EXERCISE GOAL.
Substitute "coarse mask" for every "rough mask" in the entries below and reproduce them with all else unchanged, omitting the pictures.

RECORDS PROVIDED.
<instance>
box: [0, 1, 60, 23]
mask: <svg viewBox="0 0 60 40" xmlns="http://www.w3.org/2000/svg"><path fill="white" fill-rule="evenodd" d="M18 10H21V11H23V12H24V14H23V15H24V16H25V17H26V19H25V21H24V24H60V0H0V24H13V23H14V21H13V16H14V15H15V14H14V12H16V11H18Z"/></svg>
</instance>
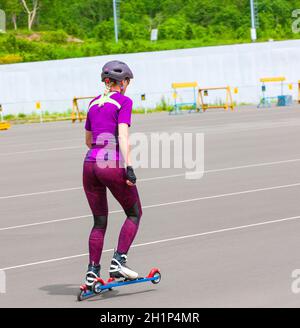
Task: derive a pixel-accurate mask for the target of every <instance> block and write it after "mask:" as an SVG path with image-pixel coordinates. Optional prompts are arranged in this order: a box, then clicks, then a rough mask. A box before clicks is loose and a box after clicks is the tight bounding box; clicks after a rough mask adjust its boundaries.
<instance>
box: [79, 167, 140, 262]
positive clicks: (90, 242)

REPLY TO THE EXERCISE.
<instance>
box: [0, 1, 60, 23]
mask: <svg viewBox="0 0 60 40" xmlns="http://www.w3.org/2000/svg"><path fill="white" fill-rule="evenodd" d="M18 10H21V11H23V12H24V14H23V15H24V16H25V17H26V19H25V21H24V24H60V0H0V24H13V23H14V21H13V16H14V15H15V14H14V12H16V11H18Z"/></svg>
</instance>
Task: derive a pixel-accurate mask for the target of every <instance> block and write it after "mask:" as an SVG path with image-pixel coordinates. Optional prompts are arranged in this order: a box, then clicks, then a coarse mask. A box before clicks is loose and a box after clicks is the tight bounding box; clicks after a coarse mask adjust its boundaries.
<instance>
box: [79, 167, 140, 262]
positive clicks: (90, 242)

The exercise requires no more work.